[Collected data]

◇ ◇ ◇ ◇ ◇ ◇ ◇

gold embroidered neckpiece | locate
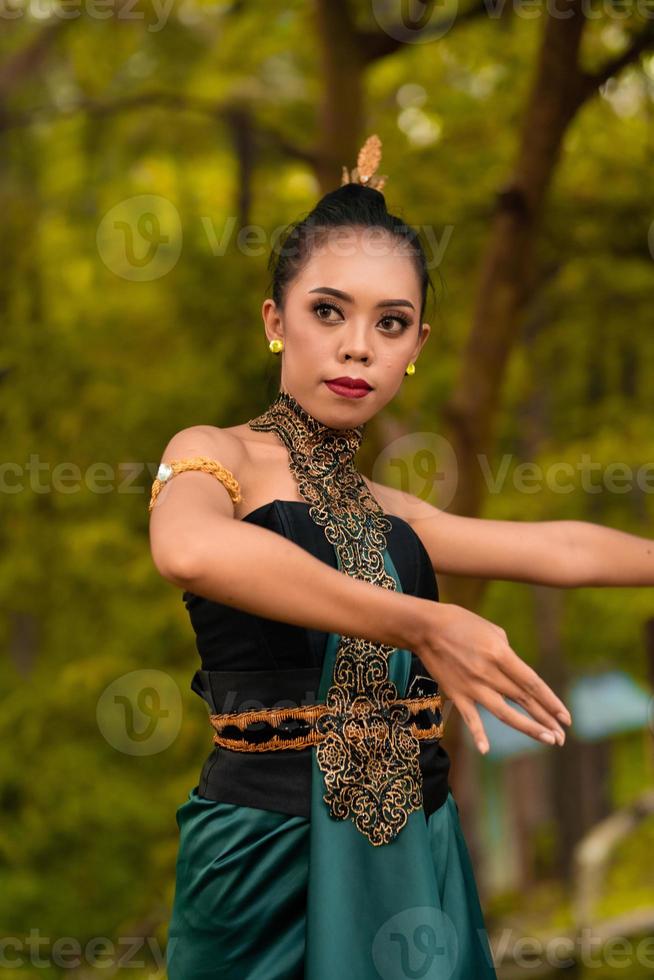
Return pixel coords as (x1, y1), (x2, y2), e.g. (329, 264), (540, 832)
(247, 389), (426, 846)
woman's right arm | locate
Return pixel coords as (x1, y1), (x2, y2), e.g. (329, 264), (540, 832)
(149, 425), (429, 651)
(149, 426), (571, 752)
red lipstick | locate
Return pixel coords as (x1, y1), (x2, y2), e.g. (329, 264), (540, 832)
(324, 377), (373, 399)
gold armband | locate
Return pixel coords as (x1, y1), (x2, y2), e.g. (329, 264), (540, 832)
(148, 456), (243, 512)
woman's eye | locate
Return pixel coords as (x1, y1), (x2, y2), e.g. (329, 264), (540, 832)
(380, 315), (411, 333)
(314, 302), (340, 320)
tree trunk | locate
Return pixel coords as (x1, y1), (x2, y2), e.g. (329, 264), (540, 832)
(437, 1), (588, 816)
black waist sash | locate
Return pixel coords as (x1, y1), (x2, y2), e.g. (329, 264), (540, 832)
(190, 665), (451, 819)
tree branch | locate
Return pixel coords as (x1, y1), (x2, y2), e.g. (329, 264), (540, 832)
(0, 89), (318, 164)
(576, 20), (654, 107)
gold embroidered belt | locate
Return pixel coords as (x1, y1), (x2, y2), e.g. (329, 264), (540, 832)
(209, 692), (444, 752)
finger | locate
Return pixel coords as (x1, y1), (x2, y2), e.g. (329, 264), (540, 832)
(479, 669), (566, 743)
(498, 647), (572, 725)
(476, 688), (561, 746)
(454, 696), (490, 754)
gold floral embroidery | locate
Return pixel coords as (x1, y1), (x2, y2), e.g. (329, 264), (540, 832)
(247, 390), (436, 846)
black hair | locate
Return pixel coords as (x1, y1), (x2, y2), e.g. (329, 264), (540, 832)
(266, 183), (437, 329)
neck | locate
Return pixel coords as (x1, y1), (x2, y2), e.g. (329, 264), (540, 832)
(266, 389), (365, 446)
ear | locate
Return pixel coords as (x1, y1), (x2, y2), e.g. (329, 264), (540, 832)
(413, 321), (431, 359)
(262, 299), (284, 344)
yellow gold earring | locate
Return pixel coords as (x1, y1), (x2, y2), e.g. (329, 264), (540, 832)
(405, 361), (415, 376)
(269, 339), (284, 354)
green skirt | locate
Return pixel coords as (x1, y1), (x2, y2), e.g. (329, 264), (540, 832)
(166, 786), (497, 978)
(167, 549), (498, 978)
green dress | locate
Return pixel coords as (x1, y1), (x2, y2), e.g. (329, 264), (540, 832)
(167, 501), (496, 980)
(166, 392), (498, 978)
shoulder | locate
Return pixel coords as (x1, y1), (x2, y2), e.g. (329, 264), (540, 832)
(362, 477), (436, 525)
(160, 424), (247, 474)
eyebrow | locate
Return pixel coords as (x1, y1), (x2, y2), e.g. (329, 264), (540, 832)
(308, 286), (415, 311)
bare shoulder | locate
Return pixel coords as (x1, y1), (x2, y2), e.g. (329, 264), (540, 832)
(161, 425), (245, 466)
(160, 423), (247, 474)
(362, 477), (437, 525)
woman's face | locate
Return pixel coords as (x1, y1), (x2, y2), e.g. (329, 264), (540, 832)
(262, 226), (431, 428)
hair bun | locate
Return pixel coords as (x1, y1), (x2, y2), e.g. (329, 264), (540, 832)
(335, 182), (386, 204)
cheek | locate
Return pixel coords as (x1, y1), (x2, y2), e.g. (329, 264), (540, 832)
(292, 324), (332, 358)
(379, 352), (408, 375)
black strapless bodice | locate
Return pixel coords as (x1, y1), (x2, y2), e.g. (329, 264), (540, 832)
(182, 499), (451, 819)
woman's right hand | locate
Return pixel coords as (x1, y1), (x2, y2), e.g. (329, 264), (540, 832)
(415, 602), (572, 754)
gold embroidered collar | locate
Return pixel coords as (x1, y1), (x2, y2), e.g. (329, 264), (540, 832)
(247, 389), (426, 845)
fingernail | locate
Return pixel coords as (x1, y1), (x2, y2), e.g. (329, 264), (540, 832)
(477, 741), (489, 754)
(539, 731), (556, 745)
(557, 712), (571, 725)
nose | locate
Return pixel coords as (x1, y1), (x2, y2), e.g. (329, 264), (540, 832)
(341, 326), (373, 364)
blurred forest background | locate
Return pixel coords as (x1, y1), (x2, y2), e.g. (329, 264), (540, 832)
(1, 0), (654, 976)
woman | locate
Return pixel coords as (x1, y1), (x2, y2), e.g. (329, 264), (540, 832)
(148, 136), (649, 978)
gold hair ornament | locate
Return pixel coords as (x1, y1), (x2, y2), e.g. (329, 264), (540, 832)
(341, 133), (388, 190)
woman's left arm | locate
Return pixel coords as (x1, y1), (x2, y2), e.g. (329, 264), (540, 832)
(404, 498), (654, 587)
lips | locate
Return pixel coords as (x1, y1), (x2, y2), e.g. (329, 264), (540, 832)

◇ ◇ ◇ ◇ ◇ ◇ ◇

## Your instructions
Except for the pictures, give the data again word for word.

## Problem solution
gold embroidered neckpiece | locate
Return pixel coords as (x1, y1), (x2, y2), e.g. (329, 264), (540, 832)
(247, 389), (426, 846)
woman's right arm | locate
Return pixel coords as (x1, y1), (x2, y2), e.g. (329, 264), (540, 832)
(149, 425), (429, 651)
(149, 426), (571, 752)
red lipstick | locate
Return pixel coords as (x1, y1), (x2, y2), e.g. (329, 264), (540, 832)
(324, 377), (373, 399)
gold armband | locate
Return pixel coords as (x1, y1), (x2, y2), e.g. (329, 264), (540, 832)
(148, 456), (243, 512)
woman's eye | locate
Return pixel coords as (x1, y1), (x2, y2), e.g. (329, 264), (540, 832)
(380, 315), (411, 333)
(314, 302), (340, 320)
tree trunk | locate
Return pixel coords as (x1, y1), (x2, y2), e.g. (329, 264), (540, 832)
(437, 1), (588, 816)
black waist sash | locate
Return pixel coords as (x1, y1), (x2, y2), e.g. (329, 264), (540, 832)
(190, 665), (451, 819)
tree branch | locate
Return pixel coords as (x1, y1), (x2, y2), e.g. (329, 264), (540, 832)
(0, 89), (318, 164)
(576, 20), (654, 107)
gold embroidered belt | locate
Return pixel coords as (x1, y1), (x2, y2), e.g. (329, 264), (540, 832)
(209, 692), (444, 752)
finger | locate
Return pixel coords as (x1, y1), (x2, y2), e.g. (329, 264), (540, 832)
(479, 669), (566, 743)
(498, 647), (572, 725)
(476, 688), (561, 746)
(454, 696), (490, 754)
gold floral embroidery | locate
Return pixel coords as (x1, y1), (x2, y2), e.g. (329, 264), (540, 832)
(247, 390), (436, 846)
black hair | locate
Return pixel coords as (x1, y1), (x2, y2), e.g. (329, 264), (540, 832)
(266, 183), (437, 329)
neck | locate
Return pixel coords as (x1, y1), (x2, y2), e.g. (329, 264), (540, 832)
(266, 389), (365, 446)
ear | locate
Return pixel coords as (x1, y1), (x2, y2), e.g. (329, 264), (540, 832)
(413, 321), (431, 359)
(262, 299), (284, 344)
yellow gold earring | locate
Return pixel coords as (x1, y1), (x2, y2), e.g. (329, 264), (540, 832)
(405, 361), (415, 376)
(269, 339), (284, 354)
green skirt | locate
Return pixel coords as (x1, y1), (x2, y2), e.g. (329, 264), (540, 832)
(166, 786), (497, 978)
(167, 549), (498, 978)
green dress | locate
Return pixel coords as (x1, y1), (x2, y2), e.g. (329, 264), (540, 832)
(167, 501), (496, 980)
(166, 392), (498, 978)
shoulder | locate
Return pixel coords as (x1, y1), (x2, y2), e.g. (329, 264), (540, 832)
(362, 477), (436, 525)
(160, 424), (247, 474)
eyebrow | locate
Return pixel coords as (x1, y1), (x2, y2), e.g. (329, 264), (540, 832)
(308, 286), (415, 311)
bare shoulder | locate
Return pixel coords as (x1, y1), (x2, y2), e.g. (329, 264), (540, 832)
(161, 425), (245, 466)
(160, 423), (247, 474)
(362, 477), (437, 525)
woman's face | locate
Return pixel coords as (x1, y1), (x2, y2), e.g. (329, 264), (540, 832)
(262, 226), (431, 428)
hair bun | locate
Return pixel coords as (x1, y1), (x2, y2), e.g. (329, 264), (540, 832)
(335, 182), (386, 204)
cheek | locate
Return pixel coords as (x1, y1), (x2, y2), e.g. (329, 264), (540, 832)
(292, 324), (332, 358)
(379, 352), (408, 375)
black strapless bodice | locate
Return pixel coords as (x1, y1), (x2, y2), e.g. (329, 264), (540, 832)
(182, 499), (451, 819)
woman's right hand | locate
Return pixel coords as (x1, y1), (x2, y2), e.g. (329, 264), (540, 832)
(415, 602), (572, 754)
gold embroidered collar | locate
Return pixel coords as (x1, y1), (x2, y2), e.g. (329, 264), (540, 832)
(247, 389), (426, 845)
fingernail | locate
Return pixel coords as (x1, y1), (x2, y2), e.g. (329, 264), (540, 832)
(477, 741), (489, 754)
(539, 731), (556, 745)
(557, 712), (571, 725)
nose | locate
Return pixel coords as (x1, y1), (x2, y2), e.g. (329, 264), (540, 832)
(341, 326), (373, 364)
blurred forest background | locate
Return pixel coords as (x1, y1), (x2, y2), e.g. (329, 264), (540, 832)
(1, 0), (654, 976)
woman | locate
Return pixel coords as (x1, y1), (x2, y2), e.g. (329, 264), (540, 832)
(148, 136), (649, 978)
gold hair ornament | locate
Return pixel coords as (x1, y1), (x2, y2), e.g. (329, 264), (540, 832)
(341, 133), (388, 190)
woman's left arm | locate
Return pixel coords as (x1, y1), (x2, y2), e.g. (329, 264), (540, 832)
(404, 498), (654, 587)
lips | locate
Return pixel coords as (x1, y1), (x2, y2), e.g. (329, 264), (540, 832)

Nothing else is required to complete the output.